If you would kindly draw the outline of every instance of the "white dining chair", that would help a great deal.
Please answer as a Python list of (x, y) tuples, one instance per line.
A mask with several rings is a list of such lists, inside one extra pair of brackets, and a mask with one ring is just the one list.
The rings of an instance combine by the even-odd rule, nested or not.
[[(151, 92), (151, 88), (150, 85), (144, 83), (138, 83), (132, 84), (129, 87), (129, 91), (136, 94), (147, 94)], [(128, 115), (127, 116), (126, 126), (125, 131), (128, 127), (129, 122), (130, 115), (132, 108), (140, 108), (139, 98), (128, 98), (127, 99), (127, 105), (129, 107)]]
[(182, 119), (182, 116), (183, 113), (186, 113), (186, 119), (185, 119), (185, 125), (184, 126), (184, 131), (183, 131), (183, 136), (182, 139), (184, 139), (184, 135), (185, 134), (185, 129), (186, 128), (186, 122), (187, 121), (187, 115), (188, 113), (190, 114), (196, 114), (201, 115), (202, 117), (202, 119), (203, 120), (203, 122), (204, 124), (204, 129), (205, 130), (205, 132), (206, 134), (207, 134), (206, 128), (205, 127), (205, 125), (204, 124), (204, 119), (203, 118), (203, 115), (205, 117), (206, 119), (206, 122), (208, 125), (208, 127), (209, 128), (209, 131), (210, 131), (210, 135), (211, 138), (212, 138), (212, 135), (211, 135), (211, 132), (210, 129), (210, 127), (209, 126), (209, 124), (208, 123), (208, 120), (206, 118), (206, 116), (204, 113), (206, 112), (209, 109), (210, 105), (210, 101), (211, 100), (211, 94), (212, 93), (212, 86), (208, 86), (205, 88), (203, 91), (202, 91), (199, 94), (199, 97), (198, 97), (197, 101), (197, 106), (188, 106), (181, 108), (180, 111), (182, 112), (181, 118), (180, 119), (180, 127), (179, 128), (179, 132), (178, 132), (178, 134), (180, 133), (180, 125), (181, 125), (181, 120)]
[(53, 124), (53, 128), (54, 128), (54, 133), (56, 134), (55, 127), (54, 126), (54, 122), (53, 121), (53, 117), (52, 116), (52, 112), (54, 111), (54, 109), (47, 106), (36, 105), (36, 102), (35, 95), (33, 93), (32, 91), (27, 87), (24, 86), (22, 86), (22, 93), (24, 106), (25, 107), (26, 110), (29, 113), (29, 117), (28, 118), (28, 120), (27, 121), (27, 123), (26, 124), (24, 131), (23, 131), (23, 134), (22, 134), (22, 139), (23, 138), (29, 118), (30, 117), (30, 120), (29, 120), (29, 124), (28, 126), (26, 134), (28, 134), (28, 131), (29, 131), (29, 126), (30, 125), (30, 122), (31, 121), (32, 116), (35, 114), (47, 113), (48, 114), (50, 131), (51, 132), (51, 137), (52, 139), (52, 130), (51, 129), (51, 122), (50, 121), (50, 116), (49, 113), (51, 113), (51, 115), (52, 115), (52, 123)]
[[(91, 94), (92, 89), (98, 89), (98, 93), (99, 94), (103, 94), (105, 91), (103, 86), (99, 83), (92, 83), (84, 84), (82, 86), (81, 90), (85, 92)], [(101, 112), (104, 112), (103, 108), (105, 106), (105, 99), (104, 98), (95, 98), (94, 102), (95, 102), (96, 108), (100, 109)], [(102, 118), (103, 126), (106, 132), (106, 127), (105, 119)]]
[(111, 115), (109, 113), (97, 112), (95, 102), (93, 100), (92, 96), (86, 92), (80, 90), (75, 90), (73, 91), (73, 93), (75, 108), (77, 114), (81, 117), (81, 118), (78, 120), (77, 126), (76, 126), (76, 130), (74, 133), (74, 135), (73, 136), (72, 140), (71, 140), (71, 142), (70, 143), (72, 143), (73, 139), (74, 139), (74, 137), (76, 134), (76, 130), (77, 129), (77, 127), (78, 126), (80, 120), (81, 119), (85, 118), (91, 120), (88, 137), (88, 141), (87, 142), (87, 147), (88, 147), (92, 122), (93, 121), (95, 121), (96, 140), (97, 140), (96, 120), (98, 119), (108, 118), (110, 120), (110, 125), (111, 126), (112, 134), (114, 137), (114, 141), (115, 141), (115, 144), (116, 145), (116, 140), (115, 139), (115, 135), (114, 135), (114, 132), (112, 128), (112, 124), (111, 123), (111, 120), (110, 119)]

★ ★ ★ ★

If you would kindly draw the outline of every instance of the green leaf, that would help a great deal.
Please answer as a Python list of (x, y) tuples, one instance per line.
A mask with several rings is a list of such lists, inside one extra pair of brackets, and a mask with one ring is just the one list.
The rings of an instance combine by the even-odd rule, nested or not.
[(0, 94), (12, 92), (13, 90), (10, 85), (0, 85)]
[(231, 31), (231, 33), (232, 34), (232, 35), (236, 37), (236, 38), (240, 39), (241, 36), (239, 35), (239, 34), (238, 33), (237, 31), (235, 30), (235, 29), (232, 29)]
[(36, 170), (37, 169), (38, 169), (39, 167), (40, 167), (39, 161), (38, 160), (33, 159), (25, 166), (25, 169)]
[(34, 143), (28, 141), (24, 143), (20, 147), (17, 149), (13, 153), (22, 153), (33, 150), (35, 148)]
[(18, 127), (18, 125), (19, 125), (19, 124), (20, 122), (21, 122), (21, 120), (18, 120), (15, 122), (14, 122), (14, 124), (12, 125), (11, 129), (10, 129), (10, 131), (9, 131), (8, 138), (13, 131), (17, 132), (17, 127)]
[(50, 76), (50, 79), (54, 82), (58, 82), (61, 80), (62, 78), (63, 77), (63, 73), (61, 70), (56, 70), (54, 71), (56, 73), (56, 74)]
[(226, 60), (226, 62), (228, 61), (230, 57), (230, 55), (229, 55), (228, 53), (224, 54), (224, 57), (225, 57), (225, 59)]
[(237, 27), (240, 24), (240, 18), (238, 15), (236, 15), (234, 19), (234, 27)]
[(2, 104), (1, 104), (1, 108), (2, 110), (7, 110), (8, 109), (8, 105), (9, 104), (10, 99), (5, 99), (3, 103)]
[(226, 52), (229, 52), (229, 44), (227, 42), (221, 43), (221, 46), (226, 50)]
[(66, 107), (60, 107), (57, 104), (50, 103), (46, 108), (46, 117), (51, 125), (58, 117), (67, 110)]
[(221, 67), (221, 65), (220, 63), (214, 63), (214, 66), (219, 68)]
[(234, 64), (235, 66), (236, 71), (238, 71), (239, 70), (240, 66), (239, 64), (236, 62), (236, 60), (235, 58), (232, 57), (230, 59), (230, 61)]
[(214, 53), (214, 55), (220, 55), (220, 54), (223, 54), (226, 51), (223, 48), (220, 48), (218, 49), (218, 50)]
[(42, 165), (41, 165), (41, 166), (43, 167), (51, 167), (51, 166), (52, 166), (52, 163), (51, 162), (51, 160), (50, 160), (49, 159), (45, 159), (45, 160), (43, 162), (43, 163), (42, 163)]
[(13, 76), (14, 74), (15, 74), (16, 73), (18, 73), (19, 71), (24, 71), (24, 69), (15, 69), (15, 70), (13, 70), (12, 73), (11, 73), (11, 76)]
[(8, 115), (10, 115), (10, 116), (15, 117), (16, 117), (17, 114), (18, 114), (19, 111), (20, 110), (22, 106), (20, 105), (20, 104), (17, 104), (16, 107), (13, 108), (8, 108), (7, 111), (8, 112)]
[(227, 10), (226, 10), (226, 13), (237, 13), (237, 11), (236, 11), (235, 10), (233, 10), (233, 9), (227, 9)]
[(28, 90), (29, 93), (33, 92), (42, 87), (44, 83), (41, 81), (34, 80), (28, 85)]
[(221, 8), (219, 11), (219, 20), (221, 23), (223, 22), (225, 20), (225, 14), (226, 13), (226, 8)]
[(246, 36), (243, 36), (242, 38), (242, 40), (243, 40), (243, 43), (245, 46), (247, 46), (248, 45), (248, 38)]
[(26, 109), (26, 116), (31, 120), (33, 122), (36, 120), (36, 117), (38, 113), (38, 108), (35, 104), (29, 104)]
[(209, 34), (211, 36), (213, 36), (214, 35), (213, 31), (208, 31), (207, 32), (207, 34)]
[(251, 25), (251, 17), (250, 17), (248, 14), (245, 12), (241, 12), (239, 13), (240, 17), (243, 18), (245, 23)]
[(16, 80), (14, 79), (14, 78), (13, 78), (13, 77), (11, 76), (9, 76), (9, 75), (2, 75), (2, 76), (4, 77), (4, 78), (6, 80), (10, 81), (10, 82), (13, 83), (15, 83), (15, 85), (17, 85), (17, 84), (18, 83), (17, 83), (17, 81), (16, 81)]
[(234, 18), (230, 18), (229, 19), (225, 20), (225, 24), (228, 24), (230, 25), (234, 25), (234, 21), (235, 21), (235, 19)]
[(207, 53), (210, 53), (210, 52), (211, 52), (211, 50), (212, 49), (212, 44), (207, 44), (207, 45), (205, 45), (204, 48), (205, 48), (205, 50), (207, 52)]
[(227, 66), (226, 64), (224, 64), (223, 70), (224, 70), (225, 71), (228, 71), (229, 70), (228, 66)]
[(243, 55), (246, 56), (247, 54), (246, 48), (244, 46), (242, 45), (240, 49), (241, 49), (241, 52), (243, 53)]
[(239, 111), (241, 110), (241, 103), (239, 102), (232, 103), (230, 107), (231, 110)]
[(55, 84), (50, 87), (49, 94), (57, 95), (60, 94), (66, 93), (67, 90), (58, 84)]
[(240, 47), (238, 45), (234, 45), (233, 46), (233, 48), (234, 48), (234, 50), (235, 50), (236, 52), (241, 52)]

★ ★ ★ ★

TASK BRIEF
Write out every line from the one containing "leaf, that would help a great deal." down to the one containing "[(0, 94), (12, 92), (13, 90), (10, 85), (0, 85)]", both included, as a JSON list of strings with one string per line and no blank lines.

SOLUTION FOR THIS PROBLEM
[
  "If you would kindly draw the outline of every instance of the green leaf, that would help a great deal.",
  "Please answer as a Python list of (x, y) tuples, one instance per line.",
  "A mask with several rings is a list of such lists, inside one extra pair of brackets, and a mask with one ring is just the one list.",
  "The rings of an instance combine by the even-odd rule, nested or not.",
  "[(0, 94), (12, 92), (13, 90), (10, 85), (0, 85)]"
]